SOURCE DOCUMENT
--- START ---

The Bourne Legacy – Review
Tony Gilroy, former screenwriter of the first trilogy, made it happen, replacing Paul Greengrass behind the camera. This time, Jason Bourne isn’t the main protagonist. The excellent Matt Damon is not part of the adventure, although his character is mentioned a few times and it is the equally talented Jeremy Renner, revealed by the academy-award winning movie The Hurt Locker, who takes the lead in the reboot of the franchise.
Now, for those who actually remember the end of The Bourne Ultimatum (I, unfortunately, did not), Jason Bourne had publicly exposed Operation Blackbriar and the Treadstone Project, programs he was part of, and led the FBI to investigate the CIA agents responsible for them. Starting where the third movie had left us, The Bourne Legacy introduces a new agent, Aaron Cross, who has been trained and genetically enhanced by pills, named “chems”, courtesy of a government program called Operation Outcome. As he is on a training assignment in Alaska, Eric Byer (Edward Norton), a former Air Force colonel who oversees CIA clandestine operations, decides it is time to end it all after discovering a video on the internet that could threaten the existence of such operations in the future. Aaron Cross is forced to go on the run when his boss tries to eliminate the six agents of Operation Outcome, taking the very charming scientist Marta Shearing (Rachel Weisz) with him as he needs to break in the Manila facility that produces the pills he badly needs to stay in shape. When an even more skilled agent, part of (another) mysterious program that medically suppresses empathy and emotions, starts chasing him, things get serious. Or at least that’s what we could expect.
Apart from a very impressive motorcycle chase in the crowded streets of the Filipino capital, what we thought would be a thrilling action movie turns out to be disappointing. As always, Rachel Weisz delivers a very good performance and it is refreshing to see her in that sort of movie. Jeremy Renner, more intense than Matt Damon’s friendly manners, proves once again that he is Hollywood’s new Action Man. But the complicated plot, long dialogues and too few old-school action sequences do not help this version of the franchise. One of the positive things though is that for once, the nice and fragile heroine doesn’t fall for the attractive and tortured spy (or at least, not right now). Tony Gilroy tries to renew his story, and he doesn’t totally fail but if there is going to be a second movie, let’s hope he will give it more energy and breathtaking James Bond-like moments, the ones we actually loved in the first place. The Bourne legacy is safe. For now.

--- END ---

DATA FOR REVIEW
--- START ---

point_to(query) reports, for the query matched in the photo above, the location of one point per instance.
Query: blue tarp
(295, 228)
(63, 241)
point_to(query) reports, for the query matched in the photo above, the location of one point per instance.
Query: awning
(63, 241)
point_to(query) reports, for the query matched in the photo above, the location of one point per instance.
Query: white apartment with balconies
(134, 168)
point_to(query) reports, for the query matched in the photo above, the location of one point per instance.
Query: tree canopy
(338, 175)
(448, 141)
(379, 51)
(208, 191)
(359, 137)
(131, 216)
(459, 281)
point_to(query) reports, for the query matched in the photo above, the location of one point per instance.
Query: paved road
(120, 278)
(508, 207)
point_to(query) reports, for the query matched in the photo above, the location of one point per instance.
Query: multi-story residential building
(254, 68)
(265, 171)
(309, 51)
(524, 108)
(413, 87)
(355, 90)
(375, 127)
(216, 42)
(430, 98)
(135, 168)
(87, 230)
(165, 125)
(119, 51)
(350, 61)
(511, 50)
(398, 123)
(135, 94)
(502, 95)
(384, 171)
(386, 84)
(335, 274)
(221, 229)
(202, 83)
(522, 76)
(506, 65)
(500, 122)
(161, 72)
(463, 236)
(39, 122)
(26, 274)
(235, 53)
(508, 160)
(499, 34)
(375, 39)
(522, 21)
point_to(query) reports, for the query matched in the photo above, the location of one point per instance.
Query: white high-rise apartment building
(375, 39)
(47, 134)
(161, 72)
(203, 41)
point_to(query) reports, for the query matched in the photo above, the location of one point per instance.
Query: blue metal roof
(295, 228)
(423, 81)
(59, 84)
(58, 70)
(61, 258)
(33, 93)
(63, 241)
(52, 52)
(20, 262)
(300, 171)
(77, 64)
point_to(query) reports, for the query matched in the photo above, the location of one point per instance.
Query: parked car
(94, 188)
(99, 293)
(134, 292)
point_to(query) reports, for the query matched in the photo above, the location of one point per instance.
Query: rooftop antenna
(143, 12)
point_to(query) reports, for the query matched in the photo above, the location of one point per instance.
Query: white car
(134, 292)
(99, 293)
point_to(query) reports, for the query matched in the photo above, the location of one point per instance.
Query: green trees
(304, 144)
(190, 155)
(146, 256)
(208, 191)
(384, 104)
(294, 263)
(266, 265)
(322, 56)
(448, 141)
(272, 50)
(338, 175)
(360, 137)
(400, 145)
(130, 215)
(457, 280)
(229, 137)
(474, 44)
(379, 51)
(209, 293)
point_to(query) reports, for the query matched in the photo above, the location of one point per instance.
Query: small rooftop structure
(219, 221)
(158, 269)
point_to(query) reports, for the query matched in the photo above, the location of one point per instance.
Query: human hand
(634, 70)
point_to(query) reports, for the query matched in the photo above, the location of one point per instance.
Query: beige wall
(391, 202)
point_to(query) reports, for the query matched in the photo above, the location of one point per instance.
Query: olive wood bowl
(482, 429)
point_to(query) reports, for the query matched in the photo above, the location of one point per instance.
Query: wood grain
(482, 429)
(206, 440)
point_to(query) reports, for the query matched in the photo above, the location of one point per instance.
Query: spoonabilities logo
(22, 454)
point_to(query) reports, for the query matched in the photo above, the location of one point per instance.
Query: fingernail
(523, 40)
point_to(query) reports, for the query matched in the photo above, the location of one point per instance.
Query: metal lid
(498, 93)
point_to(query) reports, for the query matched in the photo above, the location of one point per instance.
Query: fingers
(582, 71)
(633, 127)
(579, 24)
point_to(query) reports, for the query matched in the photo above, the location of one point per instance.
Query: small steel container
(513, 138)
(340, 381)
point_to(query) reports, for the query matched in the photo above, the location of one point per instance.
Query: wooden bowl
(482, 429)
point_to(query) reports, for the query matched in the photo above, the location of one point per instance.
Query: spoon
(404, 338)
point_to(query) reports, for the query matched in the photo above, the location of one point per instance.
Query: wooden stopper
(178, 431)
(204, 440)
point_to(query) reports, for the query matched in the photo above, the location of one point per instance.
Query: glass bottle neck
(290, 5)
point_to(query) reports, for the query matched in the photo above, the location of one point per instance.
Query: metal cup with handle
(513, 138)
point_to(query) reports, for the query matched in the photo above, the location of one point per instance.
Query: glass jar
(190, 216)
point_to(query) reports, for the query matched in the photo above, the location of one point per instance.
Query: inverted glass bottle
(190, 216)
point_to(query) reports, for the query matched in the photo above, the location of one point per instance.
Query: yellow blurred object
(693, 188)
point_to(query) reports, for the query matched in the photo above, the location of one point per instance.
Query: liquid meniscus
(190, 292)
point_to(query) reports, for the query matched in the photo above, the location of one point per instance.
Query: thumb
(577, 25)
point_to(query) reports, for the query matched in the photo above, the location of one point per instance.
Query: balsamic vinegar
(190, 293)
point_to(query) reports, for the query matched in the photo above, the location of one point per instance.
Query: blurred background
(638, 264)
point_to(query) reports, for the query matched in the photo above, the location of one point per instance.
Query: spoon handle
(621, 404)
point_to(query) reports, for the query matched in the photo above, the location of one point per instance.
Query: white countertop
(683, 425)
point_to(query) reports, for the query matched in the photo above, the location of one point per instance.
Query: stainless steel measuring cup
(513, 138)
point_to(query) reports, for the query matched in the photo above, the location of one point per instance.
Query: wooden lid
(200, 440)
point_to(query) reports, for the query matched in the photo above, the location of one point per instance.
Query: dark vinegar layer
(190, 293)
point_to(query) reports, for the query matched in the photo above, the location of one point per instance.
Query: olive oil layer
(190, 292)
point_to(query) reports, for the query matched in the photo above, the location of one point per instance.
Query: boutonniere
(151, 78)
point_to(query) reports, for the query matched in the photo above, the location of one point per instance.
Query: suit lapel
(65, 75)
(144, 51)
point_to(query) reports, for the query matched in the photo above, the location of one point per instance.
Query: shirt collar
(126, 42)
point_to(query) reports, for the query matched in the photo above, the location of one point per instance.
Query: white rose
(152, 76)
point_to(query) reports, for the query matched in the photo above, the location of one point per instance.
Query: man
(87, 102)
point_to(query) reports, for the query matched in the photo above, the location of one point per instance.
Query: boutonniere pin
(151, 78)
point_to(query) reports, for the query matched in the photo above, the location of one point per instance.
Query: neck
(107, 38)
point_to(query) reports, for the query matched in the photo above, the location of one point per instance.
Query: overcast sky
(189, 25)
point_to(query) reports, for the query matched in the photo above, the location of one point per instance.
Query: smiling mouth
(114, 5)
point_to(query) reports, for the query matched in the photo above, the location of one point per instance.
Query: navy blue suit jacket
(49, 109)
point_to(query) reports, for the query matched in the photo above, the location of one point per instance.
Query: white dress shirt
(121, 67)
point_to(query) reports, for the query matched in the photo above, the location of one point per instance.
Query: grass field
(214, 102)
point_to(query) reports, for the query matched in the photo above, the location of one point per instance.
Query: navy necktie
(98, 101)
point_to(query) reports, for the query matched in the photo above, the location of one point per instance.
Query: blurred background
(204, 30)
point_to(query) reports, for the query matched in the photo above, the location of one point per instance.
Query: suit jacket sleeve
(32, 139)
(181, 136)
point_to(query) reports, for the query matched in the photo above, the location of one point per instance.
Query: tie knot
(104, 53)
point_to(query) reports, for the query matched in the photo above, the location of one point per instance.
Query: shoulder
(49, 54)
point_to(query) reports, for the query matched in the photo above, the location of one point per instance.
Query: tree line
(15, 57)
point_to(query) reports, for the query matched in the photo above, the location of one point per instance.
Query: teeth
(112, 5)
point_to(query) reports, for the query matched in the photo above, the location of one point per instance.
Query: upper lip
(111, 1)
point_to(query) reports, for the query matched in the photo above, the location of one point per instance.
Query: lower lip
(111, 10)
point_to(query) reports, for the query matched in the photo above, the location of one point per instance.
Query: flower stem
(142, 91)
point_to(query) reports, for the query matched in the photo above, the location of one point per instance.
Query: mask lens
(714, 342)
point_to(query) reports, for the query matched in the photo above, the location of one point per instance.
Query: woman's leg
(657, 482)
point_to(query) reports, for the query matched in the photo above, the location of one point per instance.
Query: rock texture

--- END ---

REQUIRED WORK
(1) Answer these questions from the review:
(a) Whom did Tony Gilroy replace behind the camera?
(b) What is the name of the government program under which Aaron Cross was trained and genetically enhanced?
(c) What single action sequence does the review call very impressive, and where does it take place?
(2) Render this sentence from the review in Spanish: "As always, Rachel Weisz delivers a very good performance and it is refreshing to see her in that sort of movie."

RESPONSES FOR EACH TASK
(1)
(a) Paul Greengrass.
(b) Operation Outcome.
(c) A motorcycle chase, set in the crowded streets of the Filipino capital.

(2) Como siempre, Rachel Weisz ofrece una muy buena interpretación y resulta refrescante verla en ese tipo de película.